##### Input

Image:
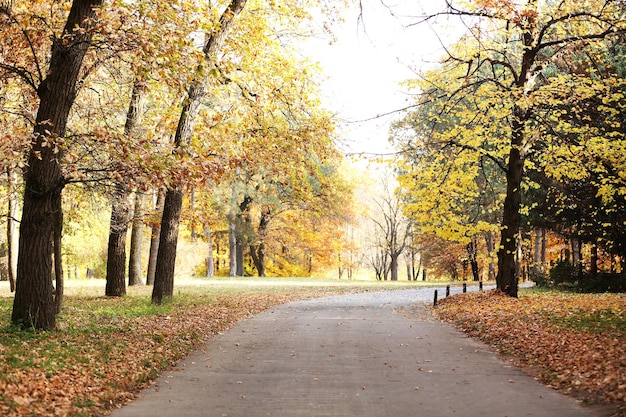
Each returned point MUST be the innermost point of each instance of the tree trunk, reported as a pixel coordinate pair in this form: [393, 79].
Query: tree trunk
[506, 280]
[239, 249]
[258, 251]
[258, 257]
[232, 247]
[154, 240]
[34, 304]
[491, 247]
[210, 263]
[136, 242]
[134, 119]
[58, 262]
[394, 267]
[164, 274]
[116, 255]
[163, 289]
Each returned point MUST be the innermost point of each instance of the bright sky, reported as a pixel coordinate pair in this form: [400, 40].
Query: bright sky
[367, 63]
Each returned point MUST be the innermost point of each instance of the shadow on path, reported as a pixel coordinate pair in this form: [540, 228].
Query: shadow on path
[368, 355]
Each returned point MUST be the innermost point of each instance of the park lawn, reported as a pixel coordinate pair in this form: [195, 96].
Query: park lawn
[106, 349]
[575, 343]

##########

_Exercise task_:
Rename "tree trunk" to "trunk" everywhere it appears in the data above, and give the data again with nothing else changed. Leave the pictures out of your answer.

_Output_:
Image:
Each returned point MUST be the innermost point of each instance of the trunk, reported as a pixel coordinate pair in this form: [393, 79].
Query: trunk
[506, 280]
[239, 249]
[258, 251]
[258, 257]
[232, 247]
[154, 240]
[34, 304]
[491, 247]
[210, 263]
[136, 242]
[134, 119]
[58, 262]
[394, 267]
[164, 274]
[116, 255]
[163, 289]
Each returned point MUST be the innermost point of each instance of the bright sky, reported as a pixel coordinate pair in this form: [400, 40].
Query: bright sky
[367, 63]
Each returned point MUST be the innermost point of each instance of the shadow on path, reported as a pixel coordinate pair in this form: [540, 228].
Query: shadow on path
[368, 355]
Each returned point MUST be the innermost point of each instance of the park lawn, reported as a pixel coordinate pair in this form: [195, 96].
Query: park lawn
[106, 349]
[575, 343]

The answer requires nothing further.